[Natural-language object grounding data]
========
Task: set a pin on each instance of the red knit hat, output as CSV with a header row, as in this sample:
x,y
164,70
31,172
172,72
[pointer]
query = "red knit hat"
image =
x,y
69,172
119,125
========
Exercise goal: All of the records should be transcribed exactly, with nothing left out.

Response to this task:
Task: set a pin on each instance of the red knit hat, output as CSV with a header row, as in this sample:
x,y
164,70
31,172
172,72
[pointer]
query = "red knit hat"
image =
x,y
69,172
119,125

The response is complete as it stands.